**作業概要 A:**
一覧のうち、文字列「glass」を含む行の数を求め、その数だけを答えよ。

**ページ:**
説明

植込みブラシの毛止め方法

【課題】衛生面、安全面、リサイクル面から考え、植込みブラシの植毛の際に金属板を使用することなく、従来製品以上の引張強度を簡単に実現できる植毛技術を提供する。
【解決手段】従来の植毛技術に超音波の溶着技術をプラスして植毛する方法である。二つ折りブリッスル3下方中心部分に金属板に変わる樹脂製毛止め板4を使用し植毛穴2に仮止めする。超音波により植毛部・ブリッスル束・樹脂製毛止め板を溶着固定する技術である。

【発明の詳細な説明】
【技術分野】
【0001】
本発明は、植込みブラシの毛止め方法と装置に関する。
【背景技術】
【0002】
植込みブラシ(歯ブラシ)の毛止め方法は、植毛部に形成された複数個の植毛穴に、二つ折りしたブリッスル束の中心部分に金属片(黄銅)をはさみ込み、植毛機にて圧入することでブリッスル束を植毛部に固定していた。
【0003】
工業用に使用される植込みブラシでより以上の引張強度の必要な製品に対してはワイヤーでブリッスル束を固定、裏面で互いに結束する方法がとられていた。
【0004】
溶着にてブリッスル束を結束する方法には、下記のような文献がある。
実用新案公開平6−52550(歯ブラシ)
特許公開2001−178544(歯ブラシ)
特許公表2002−540874(歯ブラシ)
【発明者が解決しようとする課題】
【0005】
金属の毛止め板を取り除くことにより樹脂成分単体となりリサイクルを容易にする。
【0006】
植毛穴に金属板を打ち込んだ従来製品では植毛穴・金属片の微細径の違い(マッチング)で植毛強度が異なり、金属板を呑込むような事故の回避。

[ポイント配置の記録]
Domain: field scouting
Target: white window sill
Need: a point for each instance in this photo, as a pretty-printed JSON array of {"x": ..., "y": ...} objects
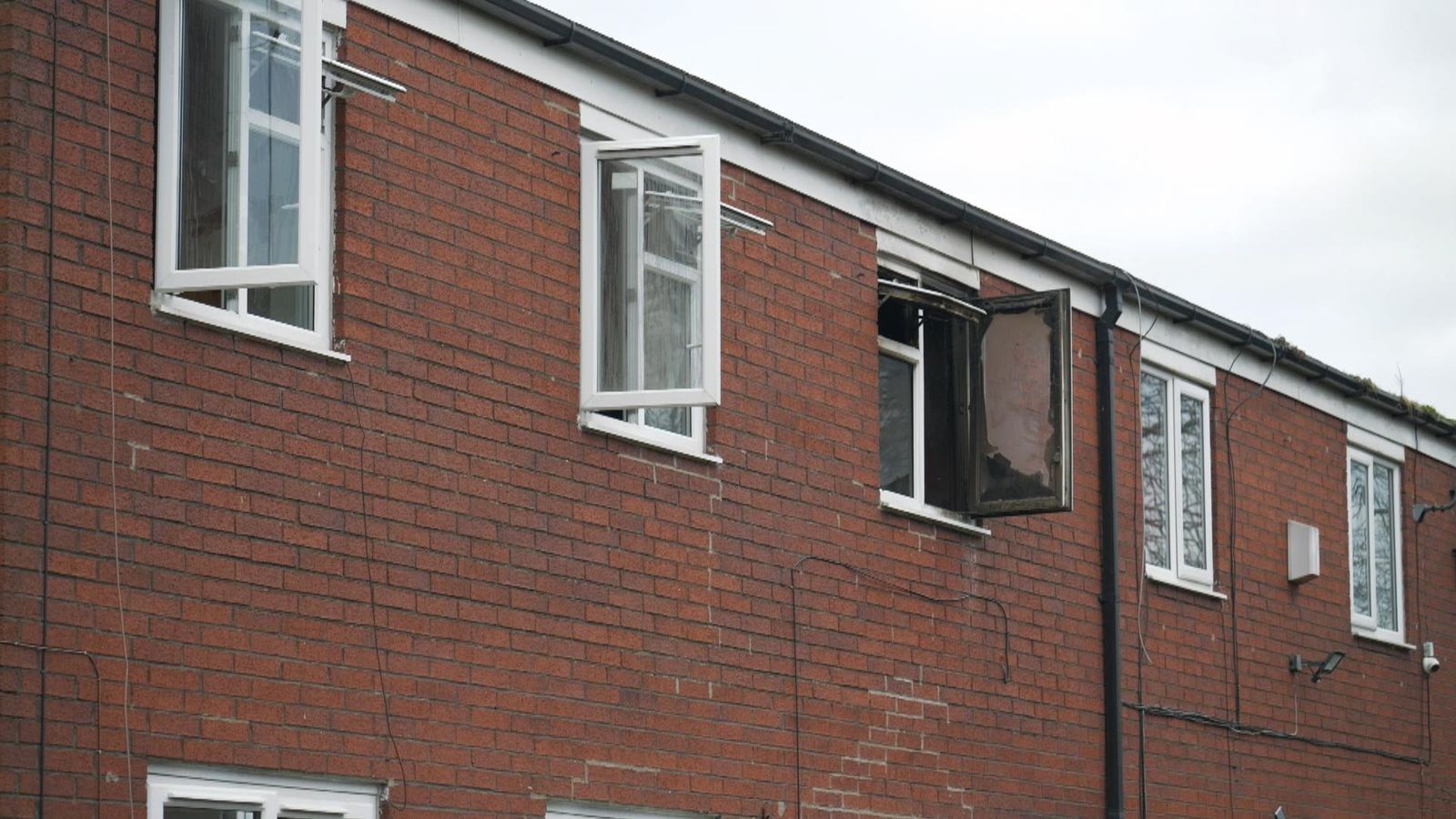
[
  {"x": 1186, "y": 584},
  {"x": 645, "y": 436},
  {"x": 1383, "y": 637},
  {"x": 910, "y": 508},
  {"x": 251, "y": 327}
]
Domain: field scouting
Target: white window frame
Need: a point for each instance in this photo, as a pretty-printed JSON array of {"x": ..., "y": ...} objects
[
  {"x": 710, "y": 392},
  {"x": 1176, "y": 388},
  {"x": 1368, "y": 625},
  {"x": 315, "y": 232},
  {"x": 274, "y": 796}
]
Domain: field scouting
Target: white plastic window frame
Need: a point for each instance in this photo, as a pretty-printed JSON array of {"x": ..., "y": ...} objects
[
  {"x": 710, "y": 392},
  {"x": 915, "y": 504},
  {"x": 1181, "y": 573},
  {"x": 315, "y": 196},
  {"x": 271, "y": 796},
  {"x": 1368, "y": 625}
]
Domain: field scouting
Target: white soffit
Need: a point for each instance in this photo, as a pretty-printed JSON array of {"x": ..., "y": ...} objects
[
  {"x": 1375, "y": 443},
  {"x": 895, "y": 248},
  {"x": 604, "y": 92}
]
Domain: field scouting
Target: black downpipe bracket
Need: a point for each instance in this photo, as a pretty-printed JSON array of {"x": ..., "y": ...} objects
[{"x": 1111, "y": 614}]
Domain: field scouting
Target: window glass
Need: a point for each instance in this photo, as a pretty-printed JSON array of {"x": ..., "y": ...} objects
[
  {"x": 1191, "y": 491},
  {"x": 1176, "y": 472},
  {"x": 1360, "y": 537},
  {"x": 1154, "y": 399},
  {"x": 207, "y": 203},
  {"x": 945, "y": 413},
  {"x": 1382, "y": 544},
  {"x": 650, "y": 274},
  {"x": 233, "y": 167}
]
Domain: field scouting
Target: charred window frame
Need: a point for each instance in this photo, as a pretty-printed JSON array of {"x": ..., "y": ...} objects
[{"x": 975, "y": 398}]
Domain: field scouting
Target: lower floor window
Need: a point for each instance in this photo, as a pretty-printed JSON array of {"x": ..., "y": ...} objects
[{"x": 187, "y": 792}]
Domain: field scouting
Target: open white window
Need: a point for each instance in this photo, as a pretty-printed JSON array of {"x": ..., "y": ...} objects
[
  {"x": 1177, "y": 484},
  {"x": 1376, "y": 596},
  {"x": 187, "y": 792},
  {"x": 650, "y": 278},
  {"x": 975, "y": 399},
  {"x": 244, "y": 167}
]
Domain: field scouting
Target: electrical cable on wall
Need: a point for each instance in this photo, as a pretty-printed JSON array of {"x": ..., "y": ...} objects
[
  {"x": 111, "y": 389},
  {"x": 373, "y": 602},
  {"x": 91, "y": 659},
  {"x": 50, "y": 382}
]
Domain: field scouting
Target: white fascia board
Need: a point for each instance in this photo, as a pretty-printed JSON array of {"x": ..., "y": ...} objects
[
  {"x": 1254, "y": 366},
  {"x": 635, "y": 104}
]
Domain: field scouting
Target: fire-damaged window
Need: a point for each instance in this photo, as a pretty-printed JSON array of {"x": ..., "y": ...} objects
[{"x": 975, "y": 399}]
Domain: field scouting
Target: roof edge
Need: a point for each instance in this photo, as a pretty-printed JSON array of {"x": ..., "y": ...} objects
[{"x": 775, "y": 128}]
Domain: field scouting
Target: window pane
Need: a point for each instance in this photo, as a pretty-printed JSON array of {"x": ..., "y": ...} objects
[
  {"x": 616, "y": 347},
  {"x": 1023, "y": 402},
  {"x": 674, "y": 222},
  {"x": 1154, "y": 399},
  {"x": 1383, "y": 547},
  {"x": 652, "y": 274},
  {"x": 273, "y": 198},
  {"x": 1360, "y": 538},
  {"x": 895, "y": 426},
  {"x": 273, "y": 66},
  {"x": 288, "y": 305},
  {"x": 666, "y": 334},
  {"x": 208, "y": 121},
  {"x": 1193, "y": 491},
  {"x": 670, "y": 419}
]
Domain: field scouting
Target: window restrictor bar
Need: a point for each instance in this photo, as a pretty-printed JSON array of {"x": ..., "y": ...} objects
[
  {"x": 737, "y": 219},
  {"x": 931, "y": 299},
  {"x": 347, "y": 80}
]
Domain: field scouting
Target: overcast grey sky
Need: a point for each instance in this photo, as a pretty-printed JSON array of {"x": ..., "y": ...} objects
[{"x": 1290, "y": 165}]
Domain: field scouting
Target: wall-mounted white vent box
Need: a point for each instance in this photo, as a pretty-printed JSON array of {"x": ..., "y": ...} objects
[{"x": 1303, "y": 551}]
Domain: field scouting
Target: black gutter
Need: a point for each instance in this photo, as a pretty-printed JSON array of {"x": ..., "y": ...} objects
[
  {"x": 1107, "y": 504},
  {"x": 669, "y": 80}
]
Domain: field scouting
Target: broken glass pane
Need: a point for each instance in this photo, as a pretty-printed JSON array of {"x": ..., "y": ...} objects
[{"x": 1023, "y": 405}]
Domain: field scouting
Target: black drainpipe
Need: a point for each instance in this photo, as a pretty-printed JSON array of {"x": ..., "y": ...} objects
[{"x": 1111, "y": 620}]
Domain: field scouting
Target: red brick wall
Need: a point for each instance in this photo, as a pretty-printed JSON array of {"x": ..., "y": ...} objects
[{"x": 557, "y": 614}]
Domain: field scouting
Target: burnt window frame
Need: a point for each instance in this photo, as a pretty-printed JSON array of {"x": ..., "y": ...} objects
[{"x": 944, "y": 303}]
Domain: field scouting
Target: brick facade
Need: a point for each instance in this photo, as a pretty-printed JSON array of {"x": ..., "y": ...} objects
[{"x": 558, "y": 614}]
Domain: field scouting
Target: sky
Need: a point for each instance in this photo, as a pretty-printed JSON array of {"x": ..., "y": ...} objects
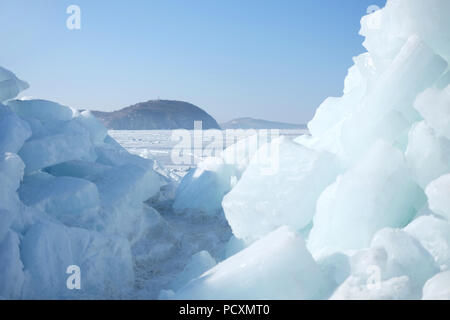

**作業概要 B:**
上のページによれば、従来の歯ブラシの毛止め方法で二つ折りのブリッスル束の中心部分にはさみ込まれていた金属片の材質は何か。

**正しい結果 A:**
2

**正しい結果 B:**
黄銅